== Work to be completed ==
Please rewrite every line from the one containing "pin: kaspersky logo" through the final line, inclusive, and give only those lines. Scale each coordinate in the answers by 2.4 and round it to a whole number, with halves rounded up; leave all other numbers unchanged.

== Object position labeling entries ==
------------

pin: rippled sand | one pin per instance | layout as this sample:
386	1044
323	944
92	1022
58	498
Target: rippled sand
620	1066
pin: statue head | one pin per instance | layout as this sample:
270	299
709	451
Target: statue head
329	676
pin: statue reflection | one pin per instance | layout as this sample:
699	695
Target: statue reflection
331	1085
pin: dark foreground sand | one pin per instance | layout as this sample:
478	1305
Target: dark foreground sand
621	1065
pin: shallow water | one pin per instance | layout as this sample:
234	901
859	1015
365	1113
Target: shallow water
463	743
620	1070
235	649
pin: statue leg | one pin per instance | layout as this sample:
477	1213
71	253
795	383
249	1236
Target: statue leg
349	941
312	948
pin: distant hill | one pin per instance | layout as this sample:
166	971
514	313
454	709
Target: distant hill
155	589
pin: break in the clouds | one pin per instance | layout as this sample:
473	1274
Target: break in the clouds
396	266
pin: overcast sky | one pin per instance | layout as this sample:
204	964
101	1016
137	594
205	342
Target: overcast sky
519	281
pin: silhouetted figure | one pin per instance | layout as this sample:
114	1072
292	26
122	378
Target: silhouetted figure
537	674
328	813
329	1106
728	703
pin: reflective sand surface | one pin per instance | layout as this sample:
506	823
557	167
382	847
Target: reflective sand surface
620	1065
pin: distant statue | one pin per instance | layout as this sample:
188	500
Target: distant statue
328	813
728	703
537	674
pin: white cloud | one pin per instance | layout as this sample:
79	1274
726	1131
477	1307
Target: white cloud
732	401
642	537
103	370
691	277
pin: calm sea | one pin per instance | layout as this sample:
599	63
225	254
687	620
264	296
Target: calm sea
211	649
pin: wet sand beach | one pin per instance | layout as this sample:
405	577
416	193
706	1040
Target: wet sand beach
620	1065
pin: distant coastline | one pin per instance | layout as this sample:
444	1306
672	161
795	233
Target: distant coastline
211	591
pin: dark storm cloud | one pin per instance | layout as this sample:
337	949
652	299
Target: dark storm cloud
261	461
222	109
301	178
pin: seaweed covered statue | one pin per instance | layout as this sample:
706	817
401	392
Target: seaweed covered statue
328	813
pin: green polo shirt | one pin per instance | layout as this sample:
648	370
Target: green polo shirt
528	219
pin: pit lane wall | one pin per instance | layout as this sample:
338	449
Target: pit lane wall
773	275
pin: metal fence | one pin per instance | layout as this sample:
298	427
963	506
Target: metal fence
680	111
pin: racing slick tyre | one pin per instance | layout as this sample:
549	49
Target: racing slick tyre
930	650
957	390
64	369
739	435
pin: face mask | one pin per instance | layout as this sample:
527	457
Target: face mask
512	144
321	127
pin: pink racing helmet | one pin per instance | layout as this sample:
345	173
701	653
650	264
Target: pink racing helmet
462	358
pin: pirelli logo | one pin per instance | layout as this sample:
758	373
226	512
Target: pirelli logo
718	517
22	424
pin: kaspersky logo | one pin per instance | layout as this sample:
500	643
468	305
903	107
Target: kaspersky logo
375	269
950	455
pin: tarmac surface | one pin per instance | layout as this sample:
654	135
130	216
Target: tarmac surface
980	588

------------

== Task solution ==
pin: kaspersky logo | one pin per instance | layout as this sample:
500	643
468	305
903	107
Target: kaspersky logo
900	646
2280	1092
pin: tarmac surface | one pin per instance | layout as this sample:
654	135
130	216
Target: tarmac surface
2352	1411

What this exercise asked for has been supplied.